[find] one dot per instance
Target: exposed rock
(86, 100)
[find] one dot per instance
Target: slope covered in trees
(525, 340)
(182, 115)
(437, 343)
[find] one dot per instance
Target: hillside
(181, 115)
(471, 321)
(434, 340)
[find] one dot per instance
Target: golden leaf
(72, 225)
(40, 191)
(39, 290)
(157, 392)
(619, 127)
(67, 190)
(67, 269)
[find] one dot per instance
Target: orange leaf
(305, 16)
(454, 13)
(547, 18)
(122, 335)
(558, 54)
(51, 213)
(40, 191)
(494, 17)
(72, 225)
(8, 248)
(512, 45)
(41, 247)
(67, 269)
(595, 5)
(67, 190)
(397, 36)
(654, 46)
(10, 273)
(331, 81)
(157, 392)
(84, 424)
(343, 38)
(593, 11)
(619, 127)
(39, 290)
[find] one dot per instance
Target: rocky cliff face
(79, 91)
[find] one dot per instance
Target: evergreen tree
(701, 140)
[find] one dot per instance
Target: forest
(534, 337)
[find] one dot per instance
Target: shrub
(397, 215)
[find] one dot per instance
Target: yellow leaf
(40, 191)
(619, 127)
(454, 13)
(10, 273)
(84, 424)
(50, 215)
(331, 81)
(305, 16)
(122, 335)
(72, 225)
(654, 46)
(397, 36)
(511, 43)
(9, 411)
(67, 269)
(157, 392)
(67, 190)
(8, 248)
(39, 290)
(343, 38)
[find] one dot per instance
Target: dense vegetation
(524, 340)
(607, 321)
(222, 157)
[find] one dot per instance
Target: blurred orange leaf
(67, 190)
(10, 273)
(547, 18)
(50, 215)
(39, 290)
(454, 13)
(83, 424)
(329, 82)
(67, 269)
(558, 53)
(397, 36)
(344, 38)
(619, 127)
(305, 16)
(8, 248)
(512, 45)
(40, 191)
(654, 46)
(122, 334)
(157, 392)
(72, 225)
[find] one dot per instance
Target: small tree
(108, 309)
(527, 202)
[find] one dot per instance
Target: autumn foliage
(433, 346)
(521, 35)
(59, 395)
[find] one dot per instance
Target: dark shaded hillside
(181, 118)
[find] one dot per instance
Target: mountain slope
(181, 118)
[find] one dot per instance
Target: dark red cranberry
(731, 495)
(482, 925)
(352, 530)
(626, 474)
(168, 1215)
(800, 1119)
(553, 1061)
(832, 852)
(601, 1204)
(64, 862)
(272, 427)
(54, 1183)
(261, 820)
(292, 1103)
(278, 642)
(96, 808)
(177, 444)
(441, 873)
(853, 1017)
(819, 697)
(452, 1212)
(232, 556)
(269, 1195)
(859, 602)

----------------------------------------

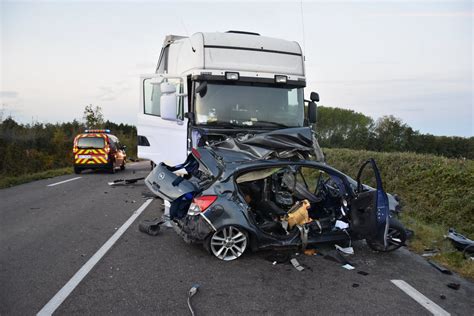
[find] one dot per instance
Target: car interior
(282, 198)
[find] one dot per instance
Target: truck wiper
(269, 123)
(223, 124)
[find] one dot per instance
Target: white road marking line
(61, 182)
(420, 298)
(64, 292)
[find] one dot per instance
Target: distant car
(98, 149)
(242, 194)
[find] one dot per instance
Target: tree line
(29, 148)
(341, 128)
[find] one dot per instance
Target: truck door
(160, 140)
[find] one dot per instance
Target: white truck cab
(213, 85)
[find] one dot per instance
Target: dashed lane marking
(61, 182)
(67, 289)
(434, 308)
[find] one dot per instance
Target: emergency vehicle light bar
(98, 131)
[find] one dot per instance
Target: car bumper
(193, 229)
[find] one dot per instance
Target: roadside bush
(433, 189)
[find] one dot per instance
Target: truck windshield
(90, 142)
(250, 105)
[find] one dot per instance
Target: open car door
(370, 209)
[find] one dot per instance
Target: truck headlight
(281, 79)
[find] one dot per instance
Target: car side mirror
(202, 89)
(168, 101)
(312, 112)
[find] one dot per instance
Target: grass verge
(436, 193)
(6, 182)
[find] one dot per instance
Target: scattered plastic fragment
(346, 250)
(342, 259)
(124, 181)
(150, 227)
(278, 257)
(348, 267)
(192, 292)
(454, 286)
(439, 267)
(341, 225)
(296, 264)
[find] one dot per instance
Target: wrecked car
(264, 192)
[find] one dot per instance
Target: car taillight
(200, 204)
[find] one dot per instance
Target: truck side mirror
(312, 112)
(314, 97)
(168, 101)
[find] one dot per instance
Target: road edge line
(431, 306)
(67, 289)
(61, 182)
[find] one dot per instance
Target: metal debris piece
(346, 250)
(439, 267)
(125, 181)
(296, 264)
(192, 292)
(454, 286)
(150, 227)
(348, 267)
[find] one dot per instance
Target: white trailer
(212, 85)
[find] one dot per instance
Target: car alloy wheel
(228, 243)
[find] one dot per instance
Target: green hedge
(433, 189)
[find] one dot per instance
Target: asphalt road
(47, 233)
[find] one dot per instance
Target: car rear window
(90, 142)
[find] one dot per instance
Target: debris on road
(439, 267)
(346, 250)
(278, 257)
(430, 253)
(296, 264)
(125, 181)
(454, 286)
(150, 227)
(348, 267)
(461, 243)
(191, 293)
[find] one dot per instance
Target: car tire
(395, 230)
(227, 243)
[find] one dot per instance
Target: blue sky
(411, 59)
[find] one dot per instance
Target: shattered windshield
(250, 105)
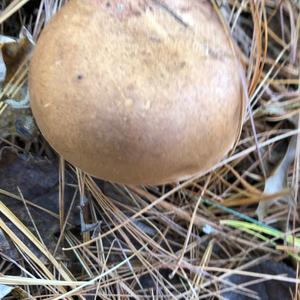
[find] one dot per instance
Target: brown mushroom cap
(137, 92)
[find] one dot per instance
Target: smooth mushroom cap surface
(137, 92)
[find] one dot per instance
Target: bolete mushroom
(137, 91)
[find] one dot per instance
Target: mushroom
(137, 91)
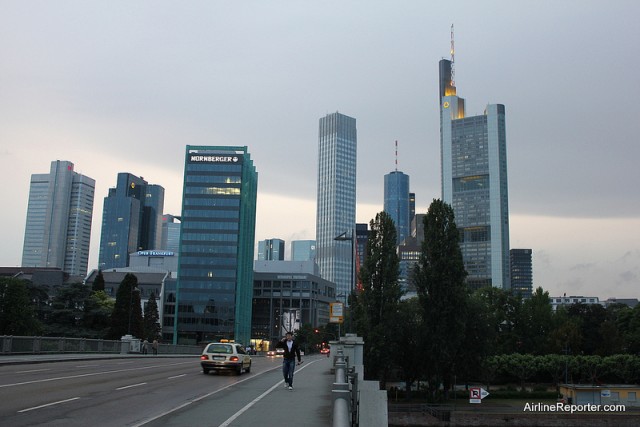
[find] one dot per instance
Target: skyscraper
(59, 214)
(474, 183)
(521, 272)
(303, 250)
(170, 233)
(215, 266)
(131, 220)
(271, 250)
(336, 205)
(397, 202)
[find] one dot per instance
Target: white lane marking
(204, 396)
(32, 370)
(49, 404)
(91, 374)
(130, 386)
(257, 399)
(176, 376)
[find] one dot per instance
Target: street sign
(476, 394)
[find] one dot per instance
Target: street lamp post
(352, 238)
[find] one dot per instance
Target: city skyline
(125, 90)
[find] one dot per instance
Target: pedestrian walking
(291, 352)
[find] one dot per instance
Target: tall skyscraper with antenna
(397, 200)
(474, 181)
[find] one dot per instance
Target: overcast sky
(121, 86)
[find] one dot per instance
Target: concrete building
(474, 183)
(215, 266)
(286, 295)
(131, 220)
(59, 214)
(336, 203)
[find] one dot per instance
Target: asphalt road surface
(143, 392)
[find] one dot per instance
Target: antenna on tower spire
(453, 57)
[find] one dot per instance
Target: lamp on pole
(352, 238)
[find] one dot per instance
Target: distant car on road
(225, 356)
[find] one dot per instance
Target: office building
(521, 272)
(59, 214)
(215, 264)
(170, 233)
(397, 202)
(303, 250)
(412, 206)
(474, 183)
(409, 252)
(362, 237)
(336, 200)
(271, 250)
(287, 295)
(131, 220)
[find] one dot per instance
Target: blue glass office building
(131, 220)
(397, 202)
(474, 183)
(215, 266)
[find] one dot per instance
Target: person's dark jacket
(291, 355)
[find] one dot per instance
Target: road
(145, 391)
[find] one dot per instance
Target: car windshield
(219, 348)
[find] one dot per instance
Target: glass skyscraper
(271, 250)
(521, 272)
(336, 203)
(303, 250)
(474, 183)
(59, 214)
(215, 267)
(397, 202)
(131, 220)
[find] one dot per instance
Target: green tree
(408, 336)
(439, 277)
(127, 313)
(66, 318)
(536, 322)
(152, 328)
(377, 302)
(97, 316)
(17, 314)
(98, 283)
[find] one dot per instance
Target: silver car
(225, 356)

----------------------------------------

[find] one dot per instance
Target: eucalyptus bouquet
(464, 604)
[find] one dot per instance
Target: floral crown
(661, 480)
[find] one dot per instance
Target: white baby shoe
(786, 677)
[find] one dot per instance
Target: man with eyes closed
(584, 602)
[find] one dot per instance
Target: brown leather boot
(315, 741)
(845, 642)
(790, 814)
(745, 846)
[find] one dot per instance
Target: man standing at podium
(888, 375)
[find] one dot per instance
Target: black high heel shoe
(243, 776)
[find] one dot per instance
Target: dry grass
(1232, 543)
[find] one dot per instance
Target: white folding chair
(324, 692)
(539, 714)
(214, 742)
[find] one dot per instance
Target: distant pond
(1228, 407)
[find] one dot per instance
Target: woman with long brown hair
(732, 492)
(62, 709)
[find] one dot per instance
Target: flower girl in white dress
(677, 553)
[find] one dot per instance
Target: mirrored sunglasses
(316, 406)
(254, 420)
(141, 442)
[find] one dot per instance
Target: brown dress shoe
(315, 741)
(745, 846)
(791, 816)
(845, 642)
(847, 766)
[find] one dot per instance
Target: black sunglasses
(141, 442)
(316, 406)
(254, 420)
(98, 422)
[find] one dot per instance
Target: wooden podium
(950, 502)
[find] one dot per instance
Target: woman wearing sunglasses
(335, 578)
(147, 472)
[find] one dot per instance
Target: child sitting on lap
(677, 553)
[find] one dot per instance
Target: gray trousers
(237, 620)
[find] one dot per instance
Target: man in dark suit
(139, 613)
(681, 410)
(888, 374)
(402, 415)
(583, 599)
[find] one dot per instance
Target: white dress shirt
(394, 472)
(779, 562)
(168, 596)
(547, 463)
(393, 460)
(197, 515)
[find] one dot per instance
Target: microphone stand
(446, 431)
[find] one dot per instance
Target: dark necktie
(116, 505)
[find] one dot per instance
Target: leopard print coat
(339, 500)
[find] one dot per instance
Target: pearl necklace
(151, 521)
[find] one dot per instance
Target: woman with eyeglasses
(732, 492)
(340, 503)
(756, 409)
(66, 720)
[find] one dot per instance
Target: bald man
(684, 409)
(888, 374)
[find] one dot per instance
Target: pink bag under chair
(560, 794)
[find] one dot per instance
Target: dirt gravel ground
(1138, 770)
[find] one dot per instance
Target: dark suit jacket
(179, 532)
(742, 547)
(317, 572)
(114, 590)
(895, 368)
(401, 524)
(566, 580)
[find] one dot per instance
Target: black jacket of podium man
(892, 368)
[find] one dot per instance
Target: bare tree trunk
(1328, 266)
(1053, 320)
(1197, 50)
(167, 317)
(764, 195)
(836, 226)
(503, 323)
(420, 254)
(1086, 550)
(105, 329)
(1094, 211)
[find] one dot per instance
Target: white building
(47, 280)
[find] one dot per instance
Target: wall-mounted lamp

----------------------------------------

* What is being asked
Find each line in the items above that contains the word "grass", and copy those lines out in full.

* Problem solution
Target: grass verge
Target: dry grass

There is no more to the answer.